─── Raw records
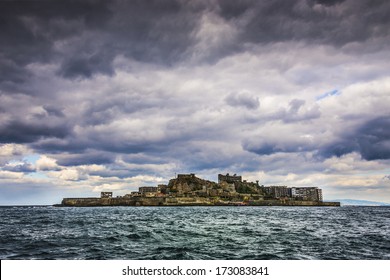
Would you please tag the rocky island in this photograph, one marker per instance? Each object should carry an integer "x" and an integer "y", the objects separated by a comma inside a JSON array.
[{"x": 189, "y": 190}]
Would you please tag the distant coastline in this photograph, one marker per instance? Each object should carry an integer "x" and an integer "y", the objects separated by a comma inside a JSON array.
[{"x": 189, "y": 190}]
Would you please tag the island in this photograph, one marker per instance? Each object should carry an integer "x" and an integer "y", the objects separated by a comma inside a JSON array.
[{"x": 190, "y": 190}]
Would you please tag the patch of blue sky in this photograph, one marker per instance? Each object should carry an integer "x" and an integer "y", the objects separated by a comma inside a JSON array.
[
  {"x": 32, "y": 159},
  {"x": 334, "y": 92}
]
──────
─── Raw records
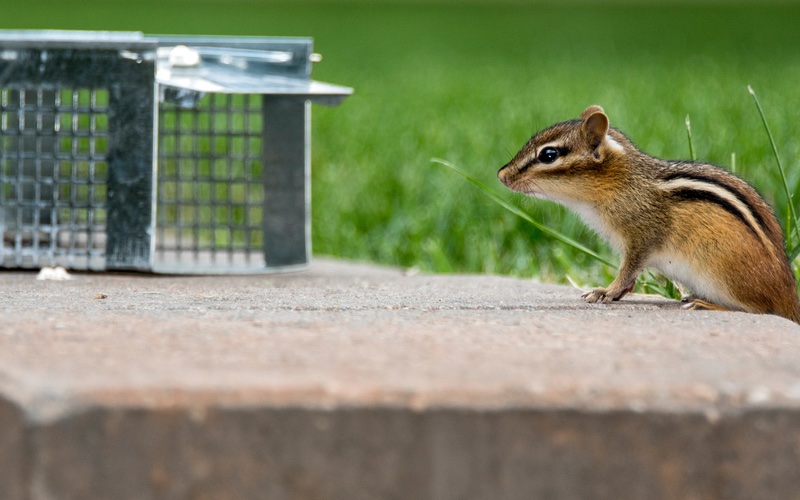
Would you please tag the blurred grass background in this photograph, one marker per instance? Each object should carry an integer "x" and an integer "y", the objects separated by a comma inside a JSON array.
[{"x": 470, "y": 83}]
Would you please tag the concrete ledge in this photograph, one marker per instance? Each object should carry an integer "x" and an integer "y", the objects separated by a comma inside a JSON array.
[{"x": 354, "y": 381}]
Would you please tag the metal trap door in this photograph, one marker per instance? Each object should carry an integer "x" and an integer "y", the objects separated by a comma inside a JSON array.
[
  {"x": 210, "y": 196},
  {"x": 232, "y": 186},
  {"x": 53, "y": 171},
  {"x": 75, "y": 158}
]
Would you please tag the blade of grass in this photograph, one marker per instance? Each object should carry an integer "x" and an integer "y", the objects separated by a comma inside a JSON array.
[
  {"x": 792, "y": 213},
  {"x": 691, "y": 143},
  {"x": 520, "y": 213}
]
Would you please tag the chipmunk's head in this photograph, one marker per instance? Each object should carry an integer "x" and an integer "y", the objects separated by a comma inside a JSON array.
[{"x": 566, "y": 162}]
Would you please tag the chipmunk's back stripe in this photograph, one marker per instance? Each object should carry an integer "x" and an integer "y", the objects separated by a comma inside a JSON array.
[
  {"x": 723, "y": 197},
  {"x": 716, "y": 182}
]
──────
─── Raw records
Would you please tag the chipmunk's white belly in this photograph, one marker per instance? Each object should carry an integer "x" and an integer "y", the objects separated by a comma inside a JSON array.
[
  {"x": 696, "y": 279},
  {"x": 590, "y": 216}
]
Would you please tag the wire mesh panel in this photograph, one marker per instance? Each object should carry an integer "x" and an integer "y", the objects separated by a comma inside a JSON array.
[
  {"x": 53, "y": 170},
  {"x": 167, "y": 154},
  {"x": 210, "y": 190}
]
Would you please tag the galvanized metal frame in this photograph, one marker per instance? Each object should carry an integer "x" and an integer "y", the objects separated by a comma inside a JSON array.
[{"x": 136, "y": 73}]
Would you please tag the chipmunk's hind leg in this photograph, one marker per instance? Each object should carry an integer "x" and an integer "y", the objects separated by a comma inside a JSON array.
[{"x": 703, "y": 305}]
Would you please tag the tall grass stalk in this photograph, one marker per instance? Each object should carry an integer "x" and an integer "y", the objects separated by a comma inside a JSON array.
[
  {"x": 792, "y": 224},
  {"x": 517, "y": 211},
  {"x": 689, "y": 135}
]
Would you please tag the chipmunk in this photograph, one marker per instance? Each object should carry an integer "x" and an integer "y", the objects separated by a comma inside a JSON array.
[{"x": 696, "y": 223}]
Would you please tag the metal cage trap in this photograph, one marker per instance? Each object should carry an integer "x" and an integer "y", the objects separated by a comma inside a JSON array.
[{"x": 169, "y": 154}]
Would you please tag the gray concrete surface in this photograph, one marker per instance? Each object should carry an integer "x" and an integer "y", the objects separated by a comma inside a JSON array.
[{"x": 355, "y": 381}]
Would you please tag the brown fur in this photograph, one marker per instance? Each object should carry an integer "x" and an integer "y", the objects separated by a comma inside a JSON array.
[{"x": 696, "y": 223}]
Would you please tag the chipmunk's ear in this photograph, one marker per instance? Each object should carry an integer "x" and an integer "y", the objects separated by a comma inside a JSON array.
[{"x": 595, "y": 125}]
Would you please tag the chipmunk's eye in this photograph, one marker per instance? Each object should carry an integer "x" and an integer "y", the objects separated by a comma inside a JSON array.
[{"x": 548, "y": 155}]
──────
Objective: Gather every line in the material above that contains the word "metal", and copy each one without changes.

Task response:
Would you please tag the metal trap door in this photograph, one marker per instance? Each object should carry an integer "x" and an integer "y", the objects separated by a comma inside a JSON array.
Would you please tag the galvanized metal frame in this photograph, one marker per instance? Each object should carry an integer "x" and an integer "y", the objects separated by a comma inside a JSON array.
Would you please tag the metal cage trap in this photograph, one marker per instance? Each object should carry an integer "x" and an integer "y", the objects separated by a comma inside a JSON array.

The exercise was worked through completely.